**Source excerpt**
════════
Jeffrey Carroll has had anything but an ordinary path to the NBA. In fact, his path to basketball itself was as unorthodox as it comes.
After seeing it as little more than a free-time hobby in his early age, Carroll would only seriously begin playing the game in middle school. With his father as a driving force, Carroll blossomed, eventually earning a Division I scholarship at Oklahoma State. But Carroll’s path took another turn as he was redshirted his freshman year in Stillwater.
Five years, three coaches, one breakout junior season and 85 total games later, Carroll began the pre-draft process this spring, working out with nearly half of the teams in the league. After going undrafted, Carroll signed with the Los Angeles Lakers on an Exhibit 10 deal, one that offers guaranteed money for Carroll if he either makes the team or signs with the South Bay Lakers after being waived.
Carroll talked recently with Lakers Outsiders about his late start to the sport, his time at Oklahoma State, the pre-draft workout tour and his expectations with the Lakers.
Honi Ahmadian: What have the last 48 hours been like for you?
Jeffrey Carroll: I had my watch party, like a gathering with my family, in my hometown of Dallas. I just had a small group together. I didn’t really know what was gonna happen on draft night and decided to keep an open mind and just be ready for whatever, honestly.
As far as the pre-draft process, I mean it’s been a total blessing to even go through something like that and being able to travel from place to place. I had to do 11 teams total so just being able to see how different teams and organizations do things and competing against really highly talented players like myself as well, just competing for a job in the NBA. So pretty much just treating it like a job interview going from place to place, putting my best foot forward and, you know, look as good as I possibly can. I just really tried to showcase my talent and what got me to this point and trust all the work I’ve done. It’s been a pretty fun process.
I went undrafted and shortly after, probably not even 20 minutes after, my agent calls me and says “You’re gonna go to the Lakers. They’re really high on you and they’re going to give you an Exhibit 10.” He kind of broke it down for me what it really meant. He said “We basically just want to put you in the best situation possible as far as starting out your career. We think that you going to L.A. is the best chance for you to do that cause they think really highly of you and you can be really effective right away.” We just agreed on that and from there the news just kind of came out.
HA: How was the preparation for the workouts and transitioning into the league?
JC: I was doing my pre-draft training in Atlanta, Georgia. I had a trainer and went twice a day doing weights, conditioning, ball-handling, pretty much really working on things that could really take my game to that next level. Going from the collegiate level to the NBA, I just wanted to add more stuff to my game to be more versatile and more effective out there on the court. So pretty much did two-a-days starting off and it kind of got busy like right before the combine but I didn’t actually go to the combine.
════════
**Material**
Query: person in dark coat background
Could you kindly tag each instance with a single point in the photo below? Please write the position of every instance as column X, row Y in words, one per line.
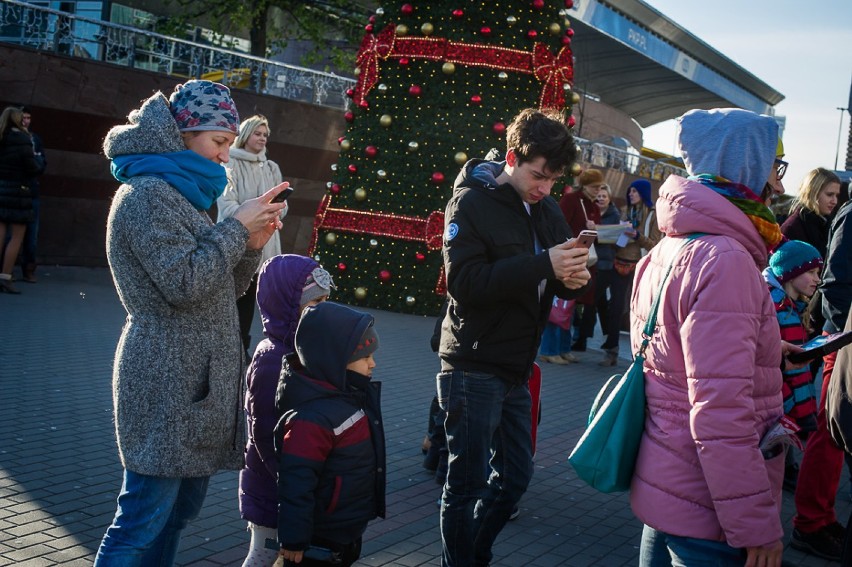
column 287, row 284
column 18, row 166
column 582, row 213
column 330, row 439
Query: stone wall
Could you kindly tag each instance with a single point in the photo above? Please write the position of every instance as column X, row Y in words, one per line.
column 75, row 102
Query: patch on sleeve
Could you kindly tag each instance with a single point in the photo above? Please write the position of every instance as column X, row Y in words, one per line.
column 452, row 231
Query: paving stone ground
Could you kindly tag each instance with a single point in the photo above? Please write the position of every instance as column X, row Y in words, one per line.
column 59, row 469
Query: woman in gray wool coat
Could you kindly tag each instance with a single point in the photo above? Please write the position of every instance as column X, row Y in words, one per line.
column 178, row 365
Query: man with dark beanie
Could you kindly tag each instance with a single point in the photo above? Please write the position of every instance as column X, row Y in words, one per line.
column 330, row 440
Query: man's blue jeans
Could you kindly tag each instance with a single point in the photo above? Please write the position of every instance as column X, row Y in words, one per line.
column 488, row 427
column 660, row 549
column 152, row 512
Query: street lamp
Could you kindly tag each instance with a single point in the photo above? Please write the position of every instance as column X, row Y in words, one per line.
column 839, row 130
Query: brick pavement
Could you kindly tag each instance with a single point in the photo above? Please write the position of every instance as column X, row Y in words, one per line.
column 59, row 471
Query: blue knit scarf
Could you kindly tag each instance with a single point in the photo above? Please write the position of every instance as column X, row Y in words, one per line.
column 197, row 178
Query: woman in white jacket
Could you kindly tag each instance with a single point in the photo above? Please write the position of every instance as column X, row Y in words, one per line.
column 250, row 175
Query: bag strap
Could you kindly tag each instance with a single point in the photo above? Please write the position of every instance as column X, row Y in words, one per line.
column 651, row 323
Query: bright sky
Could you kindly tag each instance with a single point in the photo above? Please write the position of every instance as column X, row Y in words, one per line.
════════
**Brief 1**
Answer these questions about the Jeffrey Carroll interview.
(a) Which university gave Carroll a Division I scholarship?
(b) How many teams did Carroll visit in total during the pre-draft process?
(c) In which city did Carroll do his pre-draft training?
**Brief 2**
In the listing, rewrite the stretch from the line containing "Query: bright sky" through the end of the listing, changing "photo" to "image" and leaving everything else as it is.

**Exercise response 1**
(a) Oklahoma State
(b) 11
(c) Atlanta, Georgia

**Exercise response 2**
Query: bright sky
Could you kindly tag each instance with a single point in the image above? Please write the position of every instance as column X, row Y in words, one per line.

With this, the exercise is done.